◆ Your task ◆
Identify every line below that contains the word "dough", and copy each of those lines.

[Supplied data start]

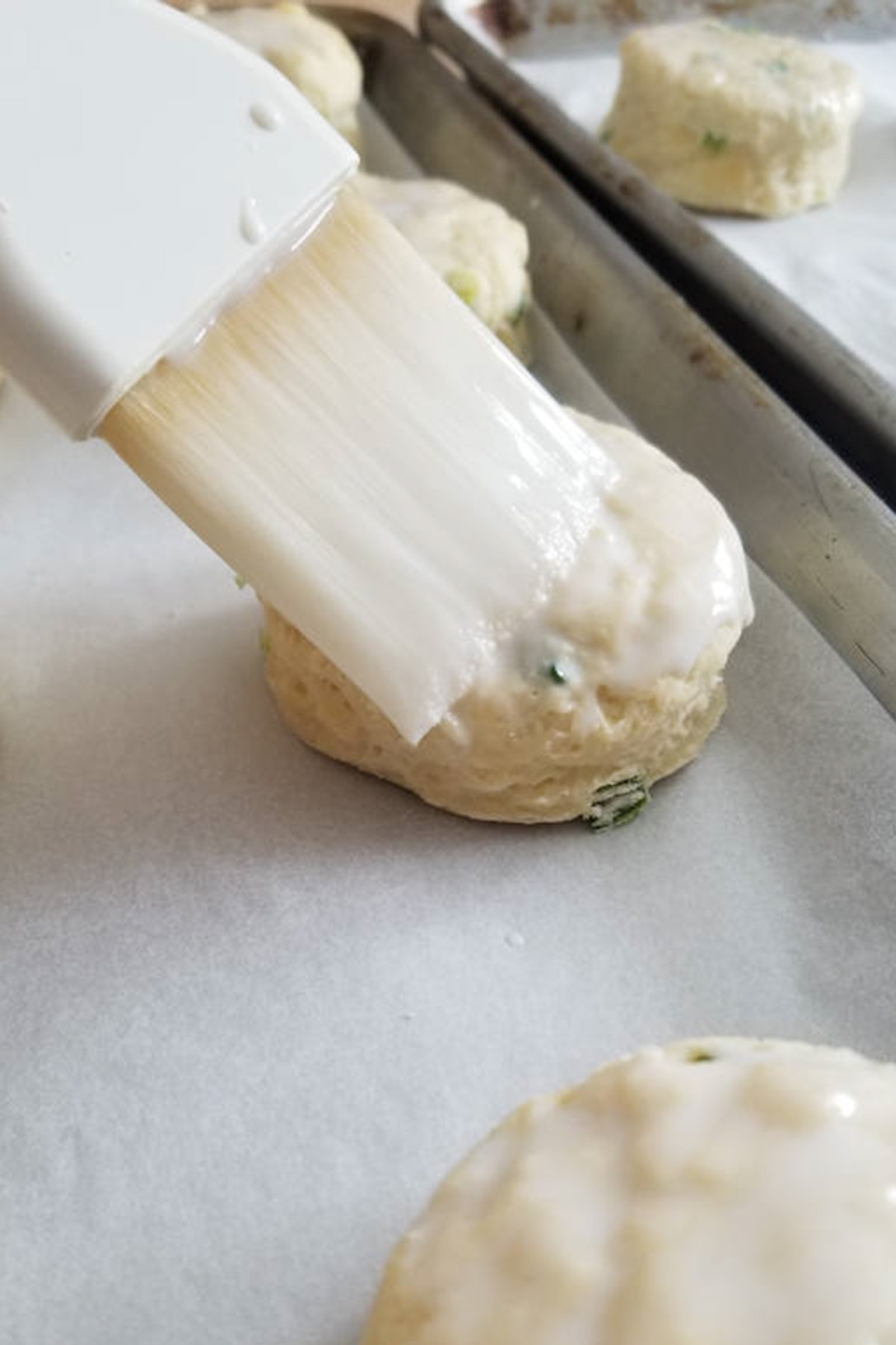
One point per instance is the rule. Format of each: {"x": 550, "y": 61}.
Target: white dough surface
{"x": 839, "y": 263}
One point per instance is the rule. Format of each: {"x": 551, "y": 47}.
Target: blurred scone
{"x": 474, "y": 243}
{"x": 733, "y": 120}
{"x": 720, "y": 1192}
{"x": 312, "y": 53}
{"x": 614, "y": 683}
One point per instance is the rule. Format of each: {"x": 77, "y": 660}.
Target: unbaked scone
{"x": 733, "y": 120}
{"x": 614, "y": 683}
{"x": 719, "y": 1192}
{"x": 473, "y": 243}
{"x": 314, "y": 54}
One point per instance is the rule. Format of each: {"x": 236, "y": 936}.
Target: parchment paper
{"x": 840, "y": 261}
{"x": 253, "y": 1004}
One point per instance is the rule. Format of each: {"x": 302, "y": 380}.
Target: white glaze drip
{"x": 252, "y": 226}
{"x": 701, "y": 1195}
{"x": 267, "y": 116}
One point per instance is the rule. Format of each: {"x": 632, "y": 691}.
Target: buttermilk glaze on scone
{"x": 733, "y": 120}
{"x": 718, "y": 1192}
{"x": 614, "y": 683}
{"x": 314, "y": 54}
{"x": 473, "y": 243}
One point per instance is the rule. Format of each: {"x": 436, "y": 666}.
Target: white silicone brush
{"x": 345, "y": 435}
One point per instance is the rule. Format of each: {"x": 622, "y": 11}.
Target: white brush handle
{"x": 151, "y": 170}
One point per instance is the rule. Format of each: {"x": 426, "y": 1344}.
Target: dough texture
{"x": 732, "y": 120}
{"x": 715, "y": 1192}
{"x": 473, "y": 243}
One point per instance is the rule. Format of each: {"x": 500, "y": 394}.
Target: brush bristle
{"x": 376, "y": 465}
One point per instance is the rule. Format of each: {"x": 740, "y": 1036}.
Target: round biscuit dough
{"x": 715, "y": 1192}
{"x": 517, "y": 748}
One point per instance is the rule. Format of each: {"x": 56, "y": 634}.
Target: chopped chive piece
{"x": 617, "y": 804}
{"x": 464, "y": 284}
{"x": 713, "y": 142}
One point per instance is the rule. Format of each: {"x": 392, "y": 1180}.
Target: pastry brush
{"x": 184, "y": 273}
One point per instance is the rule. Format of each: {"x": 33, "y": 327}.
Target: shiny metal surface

[Supplied data end]

◆ Expected answer ◆
Target: white dough surface
Target: dough texture
Target: round biscuit dough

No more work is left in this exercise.